— Brief —
Gather every row below that contains the string "person" and copy each of those rows in full. Case counts, so only matches with the same capitalization qualify.

_ _ _ _ _

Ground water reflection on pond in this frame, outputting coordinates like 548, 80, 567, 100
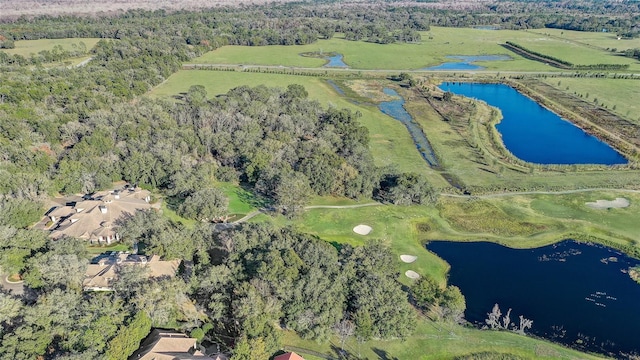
378, 88, 438, 166
427, 240, 640, 357
421, 55, 511, 71
440, 82, 627, 165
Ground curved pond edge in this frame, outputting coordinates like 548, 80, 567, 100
436, 78, 640, 172
424, 238, 640, 358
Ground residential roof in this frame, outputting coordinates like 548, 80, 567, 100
47, 188, 151, 240
82, 253, 181, 291
129, 329, 213, 360
273, 352, 304, 360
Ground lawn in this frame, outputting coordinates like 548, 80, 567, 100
544, 78, 640, 124
0, 38, 100, 57
190, 27, 554, 71
255, 192, 624, 359
150, 70, 448, 188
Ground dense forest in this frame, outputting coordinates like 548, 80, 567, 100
0, 2, 640, 360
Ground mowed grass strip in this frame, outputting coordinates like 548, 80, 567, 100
150, 70, 447, 188
282, 318, 602, 360
0, 38, 100, 57
512, 34, 640, 69
529, 29, 640, 51
189, 27, 557, 71
544, 78, 640, 125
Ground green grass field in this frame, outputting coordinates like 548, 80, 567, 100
190, 27, 554, 71
512, 29, 640, 70
150, 28, 640, 359
256, 192, 640, 359
0, 38, 100, 57
283, 318, 601, 360
544, 78, 640, 124
151, 70, 447, 187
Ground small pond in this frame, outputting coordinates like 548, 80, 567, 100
427, 240, 640, 358
324, 54, 349, 68
440, 82, 627, 165
378, 88, 438, 166
420, 55, 511, 71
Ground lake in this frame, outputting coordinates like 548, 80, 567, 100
440, 82, 627, 165
420, 55, 511, 71
378, 88, 438, 166
427, 240, 640, 358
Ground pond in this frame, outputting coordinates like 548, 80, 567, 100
378, 88, 438, 167
440, 82, 627, 165
427, 240, 640, 358
420, 55, 511, 71
324, 54, 349, 68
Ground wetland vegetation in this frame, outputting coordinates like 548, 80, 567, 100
0, 1, 640, 359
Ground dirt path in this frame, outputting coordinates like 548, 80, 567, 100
440, 188, 640, 199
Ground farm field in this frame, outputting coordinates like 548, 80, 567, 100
511, 33, 640, 70
529, 29, 640, 51
190, 27, 557, 71
0, 38, 100, 57
150, 70, 447, 187
150, 24, 640, 359
544, 78, 640, 124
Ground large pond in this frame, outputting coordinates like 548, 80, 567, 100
427, 240, 640, 358
421, 55, 511, 71
378, 88, 438, 166
440, 82, 627, 165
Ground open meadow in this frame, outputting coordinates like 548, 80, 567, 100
190, 27, 557, 71
150, 24, 640, 359
190, 27, 640, 71
151, 70, 447, 187
529, 29, 640, 51
544, 78, 640, 124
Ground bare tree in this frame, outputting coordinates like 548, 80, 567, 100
502, 308, 511, 330
484, 304, 502, 329
335, 319, 356, 351
516, 315, 533, 335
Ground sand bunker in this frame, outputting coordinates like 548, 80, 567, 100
585, 198, 629, 210
404, 270, 420, 279
353, 224, 373, 235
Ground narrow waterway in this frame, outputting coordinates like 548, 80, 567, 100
378, 88, 438, 167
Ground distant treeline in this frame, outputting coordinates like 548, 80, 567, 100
506, 41, 629, 70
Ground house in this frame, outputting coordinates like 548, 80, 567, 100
82, 252, 181, 291
273, 352, 304, 360
47, 187, 151, 245
129, 329, 217, 360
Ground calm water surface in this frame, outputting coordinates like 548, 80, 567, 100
378, 88, 438, 166
421, 55, 511, 71
427, 240, 640, 358
440, 83, 627, 165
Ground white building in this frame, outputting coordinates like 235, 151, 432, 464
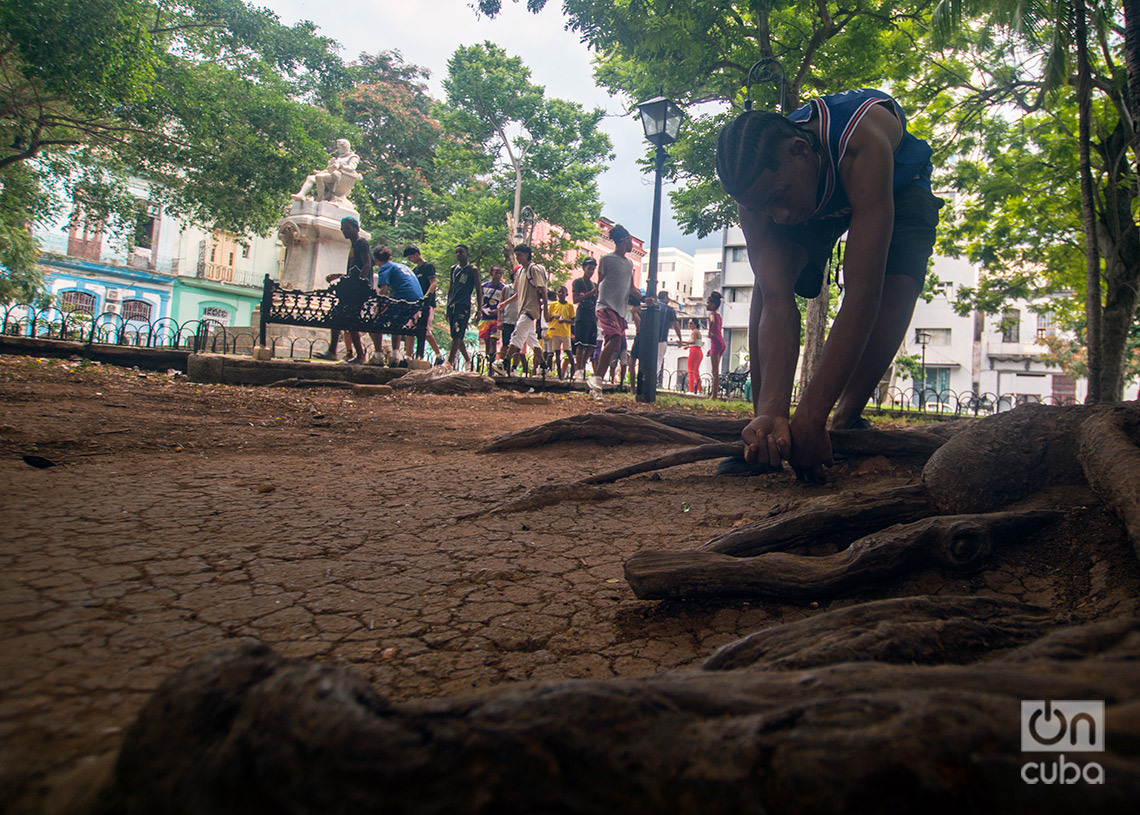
719, 227, 1086, 409
641, 246, 703, 303
693, 246, 724, 303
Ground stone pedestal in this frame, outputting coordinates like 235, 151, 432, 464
277, 201, 371, 292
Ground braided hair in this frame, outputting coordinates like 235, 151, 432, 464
716, 111, 819, 196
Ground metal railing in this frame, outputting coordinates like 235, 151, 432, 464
0, 303, 1077, 417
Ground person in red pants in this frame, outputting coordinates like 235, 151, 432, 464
689, 323, 705, 393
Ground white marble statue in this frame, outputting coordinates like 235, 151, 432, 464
293, 139, 361, 206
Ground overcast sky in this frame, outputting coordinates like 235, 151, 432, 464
262, 0, 720, 254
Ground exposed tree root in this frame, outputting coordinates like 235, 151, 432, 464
625, 511, 1062, 603
701, 596, 1058, 670
269, 376, 355, 391
700, 484, 931, 557
480, 413, 713, 453
579, 441, 744, 484
103, 624, 1140, 815
1078, 402, 1140, 557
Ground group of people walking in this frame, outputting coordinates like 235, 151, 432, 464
316, 218, 725, 394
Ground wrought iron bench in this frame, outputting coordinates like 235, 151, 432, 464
259, 275, 429, 357
720, 365, 751, 399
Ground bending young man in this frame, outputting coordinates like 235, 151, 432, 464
717, 90, 943, 482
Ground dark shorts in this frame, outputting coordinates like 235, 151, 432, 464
447, 309, 471, 340
788, 184, 946, 299
573, 304, 597, 348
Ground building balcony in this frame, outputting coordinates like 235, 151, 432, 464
197, 261, 263, 288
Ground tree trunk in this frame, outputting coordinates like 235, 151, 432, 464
799, 288, 831, 394
1098, 122, 1140, 401
1124, 0, 1140, 138
1074, 0, 1110, 402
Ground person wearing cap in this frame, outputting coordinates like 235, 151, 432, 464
447, 244, 479, 368
479, 266, 505, 360
368, 246, 424, 367
716, 89, 944, 483
316, 217, 369, 365
546, 286, 575, 378
491, 244, 546, 376
571, 255, 597, 380
657, 288, 685, 386
404, 246, 443, 365
586, 223, 641, 396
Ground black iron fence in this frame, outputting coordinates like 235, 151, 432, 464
0, 303, 371, 359
0, 303, 1077, 417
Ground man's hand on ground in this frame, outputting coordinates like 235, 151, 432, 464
740, 416, 793, 467
787, 416, 834, 484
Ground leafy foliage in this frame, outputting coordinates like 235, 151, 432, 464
343, 50, 442, 246
478, 0, 934, 237
442, 42, 612, 238
423, 42, 611, 300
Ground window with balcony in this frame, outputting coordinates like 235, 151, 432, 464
120, 300, 150, 323
999, 309, 1021, 342
59, 291, 95, 315
914, 328, 951, 345
202, 305, 231, 326
67, 207, 103, 261
914, 366, 950, 407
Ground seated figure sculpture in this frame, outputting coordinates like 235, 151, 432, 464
293, 139, 361, 205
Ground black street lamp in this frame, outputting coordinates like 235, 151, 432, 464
637, 96, 685, 402
914, 331, 934, 410
514, 206, 538, 243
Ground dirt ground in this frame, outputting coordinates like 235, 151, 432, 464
0, 357, 1140, 812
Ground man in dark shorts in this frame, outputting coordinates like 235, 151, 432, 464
717, 90, 943, 482
315, 217, 369, 365
447, 244, 479, 368
404, 246, 443, 365
571, 255, 597, 381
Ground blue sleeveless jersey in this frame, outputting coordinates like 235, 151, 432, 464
788, 88, 934, 219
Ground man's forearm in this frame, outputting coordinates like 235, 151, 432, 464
752, 299, 800, 418
796, 290, 879, 424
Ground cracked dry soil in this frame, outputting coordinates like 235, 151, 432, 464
0, 357, 1140, 812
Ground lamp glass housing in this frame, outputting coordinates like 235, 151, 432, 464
637, 96, 685, 145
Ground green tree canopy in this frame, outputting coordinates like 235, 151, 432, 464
343, 50, 441, 245
478, 0, 934, 237
426, 42, 612, 283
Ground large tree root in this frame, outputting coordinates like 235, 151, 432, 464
480, 411, 946, 461
579, 441, 744, 484
625, 511, 1062, 603
1078, 402, 1140, 557
700, 484, 931, 557
104, 620, 1140, 815
606, 408, 976, 457
480, 413, 713, 453
701, 596, 1057, 670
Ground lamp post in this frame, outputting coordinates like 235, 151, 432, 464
514, 206, 538, 243
914, 331, 934, 410
637, 96, 685, 402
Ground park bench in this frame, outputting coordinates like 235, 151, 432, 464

_ _ _ _ _

— Correct answer —
Ground person in red pants in this frame, outputting coordinates like 235, 151, 432, 464
Ground person wearing cap in this frame, outputting coordinates like 235, 151, 432, 464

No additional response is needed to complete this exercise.